** begin **
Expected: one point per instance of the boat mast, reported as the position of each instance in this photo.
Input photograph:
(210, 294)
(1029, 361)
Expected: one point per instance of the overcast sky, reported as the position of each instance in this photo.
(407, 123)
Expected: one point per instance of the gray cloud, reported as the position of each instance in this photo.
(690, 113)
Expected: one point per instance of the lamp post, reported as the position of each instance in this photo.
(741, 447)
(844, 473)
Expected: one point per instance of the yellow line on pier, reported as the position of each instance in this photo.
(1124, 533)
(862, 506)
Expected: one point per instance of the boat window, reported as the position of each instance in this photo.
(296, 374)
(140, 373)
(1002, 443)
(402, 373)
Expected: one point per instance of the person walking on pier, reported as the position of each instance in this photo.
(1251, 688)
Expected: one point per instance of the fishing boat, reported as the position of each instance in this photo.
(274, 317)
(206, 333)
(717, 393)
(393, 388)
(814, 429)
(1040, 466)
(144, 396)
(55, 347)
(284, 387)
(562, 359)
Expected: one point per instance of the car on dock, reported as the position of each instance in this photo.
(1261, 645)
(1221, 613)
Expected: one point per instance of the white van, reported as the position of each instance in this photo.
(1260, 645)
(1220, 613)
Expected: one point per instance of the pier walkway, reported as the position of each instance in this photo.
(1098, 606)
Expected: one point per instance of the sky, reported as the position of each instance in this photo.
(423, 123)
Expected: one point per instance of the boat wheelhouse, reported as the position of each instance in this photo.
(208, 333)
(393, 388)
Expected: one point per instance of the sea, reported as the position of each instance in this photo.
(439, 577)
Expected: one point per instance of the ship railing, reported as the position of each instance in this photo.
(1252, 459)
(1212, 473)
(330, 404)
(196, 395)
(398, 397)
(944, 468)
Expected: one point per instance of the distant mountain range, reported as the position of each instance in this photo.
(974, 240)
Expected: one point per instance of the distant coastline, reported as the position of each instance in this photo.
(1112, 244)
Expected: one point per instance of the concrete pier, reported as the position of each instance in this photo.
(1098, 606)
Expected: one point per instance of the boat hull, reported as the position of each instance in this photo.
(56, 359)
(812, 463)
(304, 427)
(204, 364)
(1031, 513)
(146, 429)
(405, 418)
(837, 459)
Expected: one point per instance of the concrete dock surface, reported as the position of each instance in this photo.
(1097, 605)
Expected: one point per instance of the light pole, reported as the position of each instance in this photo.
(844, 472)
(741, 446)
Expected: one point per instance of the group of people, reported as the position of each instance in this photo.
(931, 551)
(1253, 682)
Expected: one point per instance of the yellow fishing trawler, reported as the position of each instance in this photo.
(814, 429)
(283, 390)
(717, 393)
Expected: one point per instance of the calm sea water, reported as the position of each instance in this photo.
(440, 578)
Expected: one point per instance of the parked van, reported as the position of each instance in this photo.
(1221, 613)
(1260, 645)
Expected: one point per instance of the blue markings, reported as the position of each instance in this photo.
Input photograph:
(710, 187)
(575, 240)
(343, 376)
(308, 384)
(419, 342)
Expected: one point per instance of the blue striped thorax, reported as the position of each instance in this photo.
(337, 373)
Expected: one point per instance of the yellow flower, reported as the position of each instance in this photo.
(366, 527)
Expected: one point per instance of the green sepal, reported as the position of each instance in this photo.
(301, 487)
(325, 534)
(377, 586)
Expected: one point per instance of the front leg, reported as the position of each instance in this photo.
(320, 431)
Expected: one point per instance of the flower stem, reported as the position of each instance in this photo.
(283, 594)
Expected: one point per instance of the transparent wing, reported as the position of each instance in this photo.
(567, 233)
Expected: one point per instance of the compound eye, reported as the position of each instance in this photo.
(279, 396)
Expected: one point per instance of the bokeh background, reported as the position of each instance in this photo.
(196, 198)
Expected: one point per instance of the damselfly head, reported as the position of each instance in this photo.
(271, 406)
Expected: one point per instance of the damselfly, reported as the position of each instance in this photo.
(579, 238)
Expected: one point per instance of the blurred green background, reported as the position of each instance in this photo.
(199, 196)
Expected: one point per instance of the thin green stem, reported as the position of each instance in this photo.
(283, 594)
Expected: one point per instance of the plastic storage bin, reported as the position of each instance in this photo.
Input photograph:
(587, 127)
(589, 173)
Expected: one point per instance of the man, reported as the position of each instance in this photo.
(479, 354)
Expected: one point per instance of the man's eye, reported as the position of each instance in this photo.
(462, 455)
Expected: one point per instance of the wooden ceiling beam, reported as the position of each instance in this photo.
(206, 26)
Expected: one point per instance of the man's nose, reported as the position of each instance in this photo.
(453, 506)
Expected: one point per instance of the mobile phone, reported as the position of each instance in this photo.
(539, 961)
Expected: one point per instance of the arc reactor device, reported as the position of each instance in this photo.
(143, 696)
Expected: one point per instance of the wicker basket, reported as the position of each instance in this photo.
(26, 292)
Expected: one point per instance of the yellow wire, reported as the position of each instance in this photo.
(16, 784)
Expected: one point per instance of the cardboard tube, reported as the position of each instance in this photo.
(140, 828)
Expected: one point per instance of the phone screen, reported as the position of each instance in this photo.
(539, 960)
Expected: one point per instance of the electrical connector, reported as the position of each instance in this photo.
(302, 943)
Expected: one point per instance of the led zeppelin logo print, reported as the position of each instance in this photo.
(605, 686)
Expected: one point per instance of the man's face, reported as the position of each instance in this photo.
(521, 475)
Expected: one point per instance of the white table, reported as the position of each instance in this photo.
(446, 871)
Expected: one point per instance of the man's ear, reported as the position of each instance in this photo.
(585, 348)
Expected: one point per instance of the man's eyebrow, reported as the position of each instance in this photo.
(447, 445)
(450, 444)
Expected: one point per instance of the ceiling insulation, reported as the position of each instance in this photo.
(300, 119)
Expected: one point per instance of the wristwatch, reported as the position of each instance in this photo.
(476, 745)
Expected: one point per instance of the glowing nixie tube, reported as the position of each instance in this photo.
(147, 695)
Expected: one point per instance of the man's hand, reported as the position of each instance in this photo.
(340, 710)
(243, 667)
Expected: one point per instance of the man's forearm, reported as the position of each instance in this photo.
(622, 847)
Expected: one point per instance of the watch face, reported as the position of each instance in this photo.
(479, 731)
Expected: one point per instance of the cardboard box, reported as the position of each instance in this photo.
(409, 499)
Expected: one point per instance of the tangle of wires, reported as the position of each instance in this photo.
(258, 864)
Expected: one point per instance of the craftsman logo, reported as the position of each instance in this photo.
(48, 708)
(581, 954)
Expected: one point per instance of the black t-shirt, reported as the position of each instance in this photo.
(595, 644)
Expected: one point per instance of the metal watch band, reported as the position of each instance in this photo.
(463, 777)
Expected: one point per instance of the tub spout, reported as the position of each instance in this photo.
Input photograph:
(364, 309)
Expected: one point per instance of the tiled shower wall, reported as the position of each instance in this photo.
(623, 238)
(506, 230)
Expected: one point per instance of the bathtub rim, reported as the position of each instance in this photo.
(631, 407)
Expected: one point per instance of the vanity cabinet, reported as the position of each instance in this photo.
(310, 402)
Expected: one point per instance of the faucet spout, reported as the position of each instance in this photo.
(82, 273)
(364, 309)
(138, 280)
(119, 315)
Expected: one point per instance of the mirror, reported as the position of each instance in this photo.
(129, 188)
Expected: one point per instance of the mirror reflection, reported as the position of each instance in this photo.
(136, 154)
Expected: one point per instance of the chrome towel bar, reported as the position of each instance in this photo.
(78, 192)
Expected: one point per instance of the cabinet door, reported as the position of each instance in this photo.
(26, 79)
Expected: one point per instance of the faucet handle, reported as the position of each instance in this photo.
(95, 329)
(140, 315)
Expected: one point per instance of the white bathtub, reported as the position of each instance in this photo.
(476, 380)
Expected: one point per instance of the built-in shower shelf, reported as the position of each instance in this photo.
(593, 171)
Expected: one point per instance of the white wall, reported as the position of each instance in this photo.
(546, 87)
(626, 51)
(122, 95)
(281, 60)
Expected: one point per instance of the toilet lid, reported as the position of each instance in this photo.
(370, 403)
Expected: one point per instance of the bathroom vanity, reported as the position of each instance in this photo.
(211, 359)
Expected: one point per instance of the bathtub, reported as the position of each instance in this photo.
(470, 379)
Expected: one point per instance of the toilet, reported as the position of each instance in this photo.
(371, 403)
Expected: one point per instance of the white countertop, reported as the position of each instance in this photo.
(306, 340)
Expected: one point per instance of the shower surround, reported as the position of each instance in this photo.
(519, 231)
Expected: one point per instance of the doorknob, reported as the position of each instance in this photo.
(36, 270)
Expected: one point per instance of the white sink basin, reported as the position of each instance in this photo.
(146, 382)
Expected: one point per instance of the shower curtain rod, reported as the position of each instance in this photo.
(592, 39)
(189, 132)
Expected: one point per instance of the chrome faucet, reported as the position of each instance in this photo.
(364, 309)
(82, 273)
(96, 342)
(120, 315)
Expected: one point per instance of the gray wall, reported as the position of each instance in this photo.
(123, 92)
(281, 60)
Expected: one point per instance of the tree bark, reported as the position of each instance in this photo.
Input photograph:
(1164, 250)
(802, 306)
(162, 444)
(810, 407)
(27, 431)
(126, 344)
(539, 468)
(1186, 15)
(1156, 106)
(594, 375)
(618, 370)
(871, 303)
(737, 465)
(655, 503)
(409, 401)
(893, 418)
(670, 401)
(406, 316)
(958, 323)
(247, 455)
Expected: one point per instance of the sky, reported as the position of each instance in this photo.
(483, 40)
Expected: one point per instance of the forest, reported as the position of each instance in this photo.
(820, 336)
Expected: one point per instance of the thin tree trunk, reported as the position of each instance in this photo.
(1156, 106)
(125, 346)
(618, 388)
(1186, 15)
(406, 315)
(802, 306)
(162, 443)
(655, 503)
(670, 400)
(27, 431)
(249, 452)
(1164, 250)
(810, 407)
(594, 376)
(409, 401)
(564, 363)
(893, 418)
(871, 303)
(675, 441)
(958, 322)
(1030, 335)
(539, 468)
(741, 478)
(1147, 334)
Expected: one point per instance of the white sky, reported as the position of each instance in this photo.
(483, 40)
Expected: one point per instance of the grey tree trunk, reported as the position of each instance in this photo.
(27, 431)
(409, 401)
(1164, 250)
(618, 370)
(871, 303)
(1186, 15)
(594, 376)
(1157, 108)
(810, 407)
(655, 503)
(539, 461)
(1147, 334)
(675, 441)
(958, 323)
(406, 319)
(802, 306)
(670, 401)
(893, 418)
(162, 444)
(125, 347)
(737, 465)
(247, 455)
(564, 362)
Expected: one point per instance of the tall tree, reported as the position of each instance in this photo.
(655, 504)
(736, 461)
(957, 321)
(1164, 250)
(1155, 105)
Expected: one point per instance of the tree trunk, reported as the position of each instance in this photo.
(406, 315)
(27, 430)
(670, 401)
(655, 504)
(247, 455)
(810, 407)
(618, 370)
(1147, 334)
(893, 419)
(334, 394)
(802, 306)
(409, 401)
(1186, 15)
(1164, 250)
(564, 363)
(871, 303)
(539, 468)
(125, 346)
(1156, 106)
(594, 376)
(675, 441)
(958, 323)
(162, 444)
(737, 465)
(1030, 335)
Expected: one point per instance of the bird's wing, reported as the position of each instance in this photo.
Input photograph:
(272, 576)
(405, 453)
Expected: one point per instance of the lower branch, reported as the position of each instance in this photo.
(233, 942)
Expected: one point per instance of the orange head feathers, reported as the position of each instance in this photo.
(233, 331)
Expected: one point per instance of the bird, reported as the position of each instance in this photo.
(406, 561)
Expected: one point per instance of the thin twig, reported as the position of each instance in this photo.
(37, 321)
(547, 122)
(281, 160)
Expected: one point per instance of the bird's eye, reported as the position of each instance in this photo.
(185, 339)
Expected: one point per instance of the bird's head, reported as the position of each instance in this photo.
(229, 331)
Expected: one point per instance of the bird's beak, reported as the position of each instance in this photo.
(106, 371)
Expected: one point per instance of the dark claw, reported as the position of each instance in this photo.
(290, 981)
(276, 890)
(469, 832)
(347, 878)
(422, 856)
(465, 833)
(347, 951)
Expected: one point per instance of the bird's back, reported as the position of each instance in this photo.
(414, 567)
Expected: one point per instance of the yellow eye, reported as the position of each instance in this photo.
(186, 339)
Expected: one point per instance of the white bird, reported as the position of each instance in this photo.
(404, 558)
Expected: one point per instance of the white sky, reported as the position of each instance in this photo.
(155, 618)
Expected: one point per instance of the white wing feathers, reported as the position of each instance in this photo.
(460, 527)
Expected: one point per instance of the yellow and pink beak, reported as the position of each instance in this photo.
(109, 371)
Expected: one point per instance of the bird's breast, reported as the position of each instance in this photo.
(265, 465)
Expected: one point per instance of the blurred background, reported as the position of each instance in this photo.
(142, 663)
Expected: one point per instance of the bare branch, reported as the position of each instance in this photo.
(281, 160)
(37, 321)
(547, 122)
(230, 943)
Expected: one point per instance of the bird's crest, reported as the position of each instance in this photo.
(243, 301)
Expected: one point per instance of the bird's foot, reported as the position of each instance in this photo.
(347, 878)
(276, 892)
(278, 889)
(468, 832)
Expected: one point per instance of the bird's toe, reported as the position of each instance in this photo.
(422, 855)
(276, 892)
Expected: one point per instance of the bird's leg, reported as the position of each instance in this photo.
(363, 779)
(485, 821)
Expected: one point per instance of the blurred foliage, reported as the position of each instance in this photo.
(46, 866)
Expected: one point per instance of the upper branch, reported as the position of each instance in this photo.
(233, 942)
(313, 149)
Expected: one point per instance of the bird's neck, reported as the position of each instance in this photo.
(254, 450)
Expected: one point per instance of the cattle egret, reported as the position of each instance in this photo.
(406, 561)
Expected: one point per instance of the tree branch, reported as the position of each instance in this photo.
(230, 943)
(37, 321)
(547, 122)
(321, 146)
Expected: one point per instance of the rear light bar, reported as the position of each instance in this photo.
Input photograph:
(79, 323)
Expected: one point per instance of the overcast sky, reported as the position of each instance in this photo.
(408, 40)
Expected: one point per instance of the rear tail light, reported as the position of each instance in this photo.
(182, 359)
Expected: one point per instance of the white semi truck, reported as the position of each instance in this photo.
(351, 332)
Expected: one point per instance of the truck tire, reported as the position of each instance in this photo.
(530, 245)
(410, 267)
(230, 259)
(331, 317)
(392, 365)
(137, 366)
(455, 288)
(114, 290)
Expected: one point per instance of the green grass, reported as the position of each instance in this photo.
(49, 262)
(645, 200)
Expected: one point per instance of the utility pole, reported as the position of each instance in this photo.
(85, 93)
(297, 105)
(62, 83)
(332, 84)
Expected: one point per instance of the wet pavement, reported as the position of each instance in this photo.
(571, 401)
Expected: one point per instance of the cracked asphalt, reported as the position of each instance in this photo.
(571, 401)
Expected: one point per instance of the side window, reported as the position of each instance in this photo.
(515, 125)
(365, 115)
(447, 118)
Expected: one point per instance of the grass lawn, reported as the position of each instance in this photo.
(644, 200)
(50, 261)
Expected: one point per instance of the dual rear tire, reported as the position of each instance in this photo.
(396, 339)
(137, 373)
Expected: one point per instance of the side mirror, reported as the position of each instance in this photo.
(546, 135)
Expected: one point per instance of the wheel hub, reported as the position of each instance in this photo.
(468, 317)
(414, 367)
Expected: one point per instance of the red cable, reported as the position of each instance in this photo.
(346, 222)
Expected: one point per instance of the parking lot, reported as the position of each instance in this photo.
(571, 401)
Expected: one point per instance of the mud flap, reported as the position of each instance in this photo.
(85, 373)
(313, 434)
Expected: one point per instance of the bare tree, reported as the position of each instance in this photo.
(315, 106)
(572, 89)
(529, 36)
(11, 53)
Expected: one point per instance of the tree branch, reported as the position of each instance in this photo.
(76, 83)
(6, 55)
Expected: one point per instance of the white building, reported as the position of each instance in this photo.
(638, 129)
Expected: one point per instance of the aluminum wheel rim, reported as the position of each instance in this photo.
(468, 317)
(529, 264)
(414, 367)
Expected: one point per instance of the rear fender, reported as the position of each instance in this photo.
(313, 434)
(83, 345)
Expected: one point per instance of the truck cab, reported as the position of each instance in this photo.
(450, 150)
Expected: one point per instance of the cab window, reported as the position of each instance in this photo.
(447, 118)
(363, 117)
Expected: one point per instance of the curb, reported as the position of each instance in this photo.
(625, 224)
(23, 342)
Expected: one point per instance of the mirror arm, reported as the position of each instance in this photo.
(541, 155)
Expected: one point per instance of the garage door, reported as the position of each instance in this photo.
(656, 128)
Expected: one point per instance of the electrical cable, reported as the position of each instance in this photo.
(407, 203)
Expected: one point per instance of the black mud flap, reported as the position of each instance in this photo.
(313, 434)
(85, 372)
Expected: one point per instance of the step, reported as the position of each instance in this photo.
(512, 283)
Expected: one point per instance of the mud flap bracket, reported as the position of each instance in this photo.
** end **
Set down, word for word, only the lines running from the line with "electrical cable, reported" to the last line of the listing above. Both of those lines belong in your answer.

▶ Answer to the exercise
Expected: one point per instance of the electrical cable, reported as the position of each instance in this photo.
(407, 203)
Expected: one point per instance of the black mud flap, reported as the position of each instance in this photo.
(313, 434)
(85, 372)
Expected: one point per instance of the step, reported as the position of each instance in this photo.
(512, 283)
Expected: one point per instance of the mud flap bracket, reported as the position of each instance in this photo.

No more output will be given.